Regulation of Protein Function

Question 1

How are enzymes regulated in the short term?

Answer 1

Substrate/product concentration and change in enzyme conformation (allosteric regulation, covalent modification, proteolytic cleavage)

Question 2

How are enzymes regulated in the long term?

Answer 2

Change in rates of protein synthesis and degradation

Question 3

What will substrate availability have an effect on?

Answer 3

Rate of enzyme activity

Question 4

What are isoenzymes?

Answer 4

Different forms of the same enzyme that have different kinetic properies (catalyse same reaction)

Question 5

What is product inhibition?

Answer 5

Accumulation of the product of a reaction inhibits the forward reaction

Question 6

What relationship do allosteric enzymes show between rate and substrate concentration?

Answer 6

Sigmoid

Question 7

What relationship do simple enzymes show between rate and substrate concentration?

Answer 7

Rectangular hyperbola

Question 8

What are allosteric enzymes?

Answer 8

Enzymes that change their conformation upon binding of an effector

Question 9

What are the two states that multi-subunit enzymes can exist in?

> _PROMPT 1_
Translate this sentence from the protein function notes into Spanish: "How are enzymes regulated in the long term?"
> _PROMPT 2_
Answer these questions from the protein function notes:
(a) What does substrate availability affect?
(b) What relationship between rate and substrate concentration do allosteric enzymes show?
(c) What relationship between rate and substrate concentration do simple enzymes show?
The rows after the protein function notes are separate material and have no connection to them.

> _RECORDS_
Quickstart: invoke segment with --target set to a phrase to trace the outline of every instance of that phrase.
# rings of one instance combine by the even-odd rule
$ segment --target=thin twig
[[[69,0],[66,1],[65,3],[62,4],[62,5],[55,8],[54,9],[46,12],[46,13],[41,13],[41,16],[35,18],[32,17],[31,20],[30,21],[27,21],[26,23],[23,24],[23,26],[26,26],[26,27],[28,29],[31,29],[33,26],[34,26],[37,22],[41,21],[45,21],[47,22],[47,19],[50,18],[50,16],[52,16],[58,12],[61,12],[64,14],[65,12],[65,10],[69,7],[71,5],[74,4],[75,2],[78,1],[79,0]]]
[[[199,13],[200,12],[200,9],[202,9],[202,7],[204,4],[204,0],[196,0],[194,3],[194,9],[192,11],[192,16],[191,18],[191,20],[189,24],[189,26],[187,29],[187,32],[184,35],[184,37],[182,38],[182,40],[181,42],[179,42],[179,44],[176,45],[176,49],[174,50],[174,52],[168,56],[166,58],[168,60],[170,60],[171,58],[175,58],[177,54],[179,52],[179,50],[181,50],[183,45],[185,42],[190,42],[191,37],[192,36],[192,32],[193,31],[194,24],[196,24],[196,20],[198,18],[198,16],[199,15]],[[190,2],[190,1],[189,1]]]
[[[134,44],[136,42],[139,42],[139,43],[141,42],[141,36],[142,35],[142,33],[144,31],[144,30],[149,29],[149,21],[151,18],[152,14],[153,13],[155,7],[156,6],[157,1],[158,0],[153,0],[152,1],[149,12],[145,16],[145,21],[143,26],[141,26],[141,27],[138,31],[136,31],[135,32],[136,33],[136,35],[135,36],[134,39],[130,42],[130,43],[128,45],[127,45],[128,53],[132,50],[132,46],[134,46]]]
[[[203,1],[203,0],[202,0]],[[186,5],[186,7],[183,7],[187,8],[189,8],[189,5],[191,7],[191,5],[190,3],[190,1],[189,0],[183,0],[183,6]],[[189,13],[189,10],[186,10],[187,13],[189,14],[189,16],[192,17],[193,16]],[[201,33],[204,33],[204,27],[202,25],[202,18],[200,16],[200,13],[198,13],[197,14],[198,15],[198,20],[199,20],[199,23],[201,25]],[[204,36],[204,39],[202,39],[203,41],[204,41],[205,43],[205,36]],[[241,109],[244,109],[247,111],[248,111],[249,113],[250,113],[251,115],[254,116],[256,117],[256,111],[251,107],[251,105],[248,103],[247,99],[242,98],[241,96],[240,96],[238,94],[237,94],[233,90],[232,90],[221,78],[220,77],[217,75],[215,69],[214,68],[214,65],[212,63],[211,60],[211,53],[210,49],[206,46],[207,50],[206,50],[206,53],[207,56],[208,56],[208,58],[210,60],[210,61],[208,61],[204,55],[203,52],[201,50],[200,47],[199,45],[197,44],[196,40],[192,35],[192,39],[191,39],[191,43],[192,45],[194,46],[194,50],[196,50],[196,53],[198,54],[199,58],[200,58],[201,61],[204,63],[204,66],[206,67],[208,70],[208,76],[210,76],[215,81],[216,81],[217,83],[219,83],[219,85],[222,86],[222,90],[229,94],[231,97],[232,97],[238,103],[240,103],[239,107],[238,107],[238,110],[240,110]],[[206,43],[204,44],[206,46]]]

> _ANSWER BOX 1_
¿Cómo se regulan las enzimas a largo plazo?

> _ANSWER BOX 2_
(a) The rate of enzyme activity.
(b) A sigmoid relationship.
(c) A rectangular hyperbola.